[Data records]
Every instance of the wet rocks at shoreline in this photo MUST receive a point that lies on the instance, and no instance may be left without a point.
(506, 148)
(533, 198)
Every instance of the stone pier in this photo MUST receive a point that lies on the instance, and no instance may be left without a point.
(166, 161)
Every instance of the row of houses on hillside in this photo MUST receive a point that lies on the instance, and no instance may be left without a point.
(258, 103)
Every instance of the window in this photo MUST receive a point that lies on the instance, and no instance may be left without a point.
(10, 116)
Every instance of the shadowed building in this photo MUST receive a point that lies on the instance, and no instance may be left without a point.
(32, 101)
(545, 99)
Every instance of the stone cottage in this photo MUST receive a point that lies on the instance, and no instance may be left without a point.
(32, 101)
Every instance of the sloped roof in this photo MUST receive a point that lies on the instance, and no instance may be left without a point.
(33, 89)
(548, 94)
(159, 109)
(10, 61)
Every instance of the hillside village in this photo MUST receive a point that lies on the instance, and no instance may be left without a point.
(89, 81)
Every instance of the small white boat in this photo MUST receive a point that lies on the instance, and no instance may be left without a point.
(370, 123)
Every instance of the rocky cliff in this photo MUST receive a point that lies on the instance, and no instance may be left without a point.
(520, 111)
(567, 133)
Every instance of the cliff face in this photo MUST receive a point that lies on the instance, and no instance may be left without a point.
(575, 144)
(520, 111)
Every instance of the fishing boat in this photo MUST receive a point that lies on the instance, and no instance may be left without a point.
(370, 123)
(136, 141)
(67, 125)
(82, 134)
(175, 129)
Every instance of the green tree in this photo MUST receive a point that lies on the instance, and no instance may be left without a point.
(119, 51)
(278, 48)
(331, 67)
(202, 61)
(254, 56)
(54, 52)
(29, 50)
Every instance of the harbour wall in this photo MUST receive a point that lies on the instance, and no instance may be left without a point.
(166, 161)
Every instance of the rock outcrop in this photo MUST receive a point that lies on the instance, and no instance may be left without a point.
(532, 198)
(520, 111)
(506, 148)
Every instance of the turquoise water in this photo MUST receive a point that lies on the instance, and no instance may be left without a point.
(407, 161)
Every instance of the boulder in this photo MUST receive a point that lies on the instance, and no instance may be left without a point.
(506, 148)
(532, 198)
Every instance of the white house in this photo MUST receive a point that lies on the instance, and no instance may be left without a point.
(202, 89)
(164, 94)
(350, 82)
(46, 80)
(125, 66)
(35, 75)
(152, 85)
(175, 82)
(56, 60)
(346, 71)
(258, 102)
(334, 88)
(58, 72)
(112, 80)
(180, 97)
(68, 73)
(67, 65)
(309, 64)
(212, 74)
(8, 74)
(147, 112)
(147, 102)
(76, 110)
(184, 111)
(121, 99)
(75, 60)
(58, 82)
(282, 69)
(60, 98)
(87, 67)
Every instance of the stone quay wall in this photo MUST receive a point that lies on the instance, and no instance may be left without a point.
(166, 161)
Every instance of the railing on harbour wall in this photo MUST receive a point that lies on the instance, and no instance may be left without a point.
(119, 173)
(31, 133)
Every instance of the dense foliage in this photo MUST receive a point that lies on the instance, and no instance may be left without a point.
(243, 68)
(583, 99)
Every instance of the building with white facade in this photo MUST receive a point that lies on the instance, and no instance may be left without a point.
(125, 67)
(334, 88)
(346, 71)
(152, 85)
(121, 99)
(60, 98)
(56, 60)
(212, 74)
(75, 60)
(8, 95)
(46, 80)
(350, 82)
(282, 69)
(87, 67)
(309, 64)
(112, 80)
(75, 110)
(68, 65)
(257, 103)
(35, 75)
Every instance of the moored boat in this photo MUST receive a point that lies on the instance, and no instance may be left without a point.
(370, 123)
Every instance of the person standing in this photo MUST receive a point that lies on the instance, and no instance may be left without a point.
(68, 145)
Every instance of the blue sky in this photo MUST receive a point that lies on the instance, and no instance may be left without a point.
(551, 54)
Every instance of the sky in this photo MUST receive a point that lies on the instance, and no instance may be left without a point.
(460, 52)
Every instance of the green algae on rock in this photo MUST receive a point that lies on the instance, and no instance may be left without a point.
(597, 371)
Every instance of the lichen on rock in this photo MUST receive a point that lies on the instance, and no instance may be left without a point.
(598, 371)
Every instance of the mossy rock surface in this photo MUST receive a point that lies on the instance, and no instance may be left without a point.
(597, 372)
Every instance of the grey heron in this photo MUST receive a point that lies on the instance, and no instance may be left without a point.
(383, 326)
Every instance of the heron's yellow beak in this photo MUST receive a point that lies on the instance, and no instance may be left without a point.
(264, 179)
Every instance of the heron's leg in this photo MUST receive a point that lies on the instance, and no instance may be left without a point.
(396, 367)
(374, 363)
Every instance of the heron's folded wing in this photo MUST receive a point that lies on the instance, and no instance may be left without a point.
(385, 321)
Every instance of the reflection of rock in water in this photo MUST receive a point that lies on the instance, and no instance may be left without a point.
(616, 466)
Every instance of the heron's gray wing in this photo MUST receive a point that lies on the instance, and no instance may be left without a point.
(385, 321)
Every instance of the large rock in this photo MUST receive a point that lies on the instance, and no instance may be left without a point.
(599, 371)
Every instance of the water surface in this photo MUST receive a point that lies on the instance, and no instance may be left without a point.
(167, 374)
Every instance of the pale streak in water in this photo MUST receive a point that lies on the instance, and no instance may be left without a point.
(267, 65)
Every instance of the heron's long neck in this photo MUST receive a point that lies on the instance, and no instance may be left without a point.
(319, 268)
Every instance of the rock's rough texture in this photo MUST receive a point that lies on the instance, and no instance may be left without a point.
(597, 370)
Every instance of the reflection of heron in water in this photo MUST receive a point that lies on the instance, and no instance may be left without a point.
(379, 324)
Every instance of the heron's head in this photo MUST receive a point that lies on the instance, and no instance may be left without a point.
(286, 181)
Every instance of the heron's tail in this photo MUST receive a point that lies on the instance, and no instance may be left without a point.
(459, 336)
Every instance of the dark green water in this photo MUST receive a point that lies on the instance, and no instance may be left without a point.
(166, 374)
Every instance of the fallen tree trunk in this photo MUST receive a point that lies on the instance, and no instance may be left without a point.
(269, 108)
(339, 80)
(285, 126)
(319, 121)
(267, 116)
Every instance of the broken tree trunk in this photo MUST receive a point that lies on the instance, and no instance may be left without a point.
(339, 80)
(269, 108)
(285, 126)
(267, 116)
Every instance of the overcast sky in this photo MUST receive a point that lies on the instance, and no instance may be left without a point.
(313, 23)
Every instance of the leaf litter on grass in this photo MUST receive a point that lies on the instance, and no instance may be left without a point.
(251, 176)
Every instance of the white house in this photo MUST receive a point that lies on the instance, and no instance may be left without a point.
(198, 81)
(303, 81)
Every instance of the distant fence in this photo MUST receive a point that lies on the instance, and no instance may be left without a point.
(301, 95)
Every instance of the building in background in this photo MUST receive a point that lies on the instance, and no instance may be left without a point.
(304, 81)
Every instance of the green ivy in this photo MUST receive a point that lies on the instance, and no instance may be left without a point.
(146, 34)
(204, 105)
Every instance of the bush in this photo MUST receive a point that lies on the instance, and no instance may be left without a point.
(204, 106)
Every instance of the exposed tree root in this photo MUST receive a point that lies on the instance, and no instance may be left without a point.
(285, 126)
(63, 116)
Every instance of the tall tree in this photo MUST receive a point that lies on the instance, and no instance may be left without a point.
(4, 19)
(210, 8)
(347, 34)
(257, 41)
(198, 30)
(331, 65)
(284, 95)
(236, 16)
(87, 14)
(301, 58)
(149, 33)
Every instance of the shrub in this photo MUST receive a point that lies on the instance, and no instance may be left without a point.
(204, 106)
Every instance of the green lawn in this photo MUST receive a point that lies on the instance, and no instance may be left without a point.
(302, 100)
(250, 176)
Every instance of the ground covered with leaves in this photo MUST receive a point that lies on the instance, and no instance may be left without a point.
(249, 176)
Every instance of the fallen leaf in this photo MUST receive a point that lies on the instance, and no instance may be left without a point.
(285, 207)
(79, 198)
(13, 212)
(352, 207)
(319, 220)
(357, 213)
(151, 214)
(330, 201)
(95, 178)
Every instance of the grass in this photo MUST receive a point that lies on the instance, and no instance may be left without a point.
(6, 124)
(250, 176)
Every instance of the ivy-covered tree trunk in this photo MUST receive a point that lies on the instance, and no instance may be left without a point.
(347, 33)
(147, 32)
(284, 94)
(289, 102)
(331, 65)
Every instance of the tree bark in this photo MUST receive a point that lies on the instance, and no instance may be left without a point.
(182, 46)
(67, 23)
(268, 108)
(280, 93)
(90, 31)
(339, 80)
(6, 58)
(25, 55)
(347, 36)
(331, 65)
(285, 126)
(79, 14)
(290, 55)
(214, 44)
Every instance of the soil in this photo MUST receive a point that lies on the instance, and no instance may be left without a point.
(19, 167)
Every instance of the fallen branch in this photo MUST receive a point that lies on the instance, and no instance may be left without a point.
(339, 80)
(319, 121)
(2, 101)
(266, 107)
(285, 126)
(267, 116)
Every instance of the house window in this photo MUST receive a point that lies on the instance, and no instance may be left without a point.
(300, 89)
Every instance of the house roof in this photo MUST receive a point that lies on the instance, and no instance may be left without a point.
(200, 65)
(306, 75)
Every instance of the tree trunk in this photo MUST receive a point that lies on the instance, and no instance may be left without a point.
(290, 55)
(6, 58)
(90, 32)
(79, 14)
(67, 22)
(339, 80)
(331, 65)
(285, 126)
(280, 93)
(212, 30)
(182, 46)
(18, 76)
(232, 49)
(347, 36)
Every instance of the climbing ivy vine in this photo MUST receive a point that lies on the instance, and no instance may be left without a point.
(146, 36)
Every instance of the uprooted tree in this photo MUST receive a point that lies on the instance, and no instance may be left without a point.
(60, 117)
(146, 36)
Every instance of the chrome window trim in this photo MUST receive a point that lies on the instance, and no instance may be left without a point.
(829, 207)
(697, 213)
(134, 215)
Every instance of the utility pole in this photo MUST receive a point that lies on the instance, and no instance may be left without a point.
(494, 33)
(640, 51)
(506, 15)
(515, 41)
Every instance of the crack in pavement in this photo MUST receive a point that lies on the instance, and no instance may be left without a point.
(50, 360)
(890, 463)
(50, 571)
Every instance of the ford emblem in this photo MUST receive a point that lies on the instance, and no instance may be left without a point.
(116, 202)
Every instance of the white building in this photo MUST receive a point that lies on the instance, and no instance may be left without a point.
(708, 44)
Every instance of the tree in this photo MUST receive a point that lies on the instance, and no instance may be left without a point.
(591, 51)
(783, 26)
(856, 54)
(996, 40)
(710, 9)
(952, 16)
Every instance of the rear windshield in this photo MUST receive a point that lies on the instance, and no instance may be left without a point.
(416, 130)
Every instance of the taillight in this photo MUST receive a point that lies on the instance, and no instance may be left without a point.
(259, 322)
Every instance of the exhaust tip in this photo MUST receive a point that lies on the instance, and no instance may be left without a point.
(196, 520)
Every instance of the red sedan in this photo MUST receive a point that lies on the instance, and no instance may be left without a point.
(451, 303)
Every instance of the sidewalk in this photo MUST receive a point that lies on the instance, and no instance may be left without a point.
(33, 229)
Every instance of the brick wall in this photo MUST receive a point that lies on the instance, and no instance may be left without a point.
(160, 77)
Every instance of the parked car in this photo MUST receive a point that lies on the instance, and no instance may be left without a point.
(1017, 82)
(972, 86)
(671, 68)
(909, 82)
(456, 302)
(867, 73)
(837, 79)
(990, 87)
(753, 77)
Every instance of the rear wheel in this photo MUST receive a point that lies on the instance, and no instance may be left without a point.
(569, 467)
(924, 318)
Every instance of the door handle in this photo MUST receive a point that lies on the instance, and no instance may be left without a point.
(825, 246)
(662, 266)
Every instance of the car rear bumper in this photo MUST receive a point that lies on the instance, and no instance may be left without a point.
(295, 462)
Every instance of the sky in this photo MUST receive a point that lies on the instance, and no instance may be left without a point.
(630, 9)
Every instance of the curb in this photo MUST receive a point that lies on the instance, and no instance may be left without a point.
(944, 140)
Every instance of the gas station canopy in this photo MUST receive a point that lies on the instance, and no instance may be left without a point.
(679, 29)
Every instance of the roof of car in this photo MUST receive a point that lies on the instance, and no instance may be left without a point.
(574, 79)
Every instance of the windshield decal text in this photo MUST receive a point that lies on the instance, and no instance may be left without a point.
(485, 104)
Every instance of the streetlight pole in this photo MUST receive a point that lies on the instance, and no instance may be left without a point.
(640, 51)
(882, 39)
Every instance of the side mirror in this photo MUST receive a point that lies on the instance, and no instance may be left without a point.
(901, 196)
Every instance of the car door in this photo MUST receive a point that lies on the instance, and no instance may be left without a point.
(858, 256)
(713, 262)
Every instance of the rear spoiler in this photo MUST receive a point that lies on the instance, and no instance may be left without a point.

◆ **PROBLEM DESCRIPTION**
Set down exactly the lines from the one that contains "Every instance of the car door" to the final line above, both included, and nothing more.

◆ **PROBLEM SOLUTION**
Every instance of the car door in this photo MUST receive a point that lies on the instance, and no instance may be left without a point.
(858, 256)
(713, 262)
Every instance of the rear spoiler in this photo MUST receive a point that lies on the instance, and no instance may be left without a point.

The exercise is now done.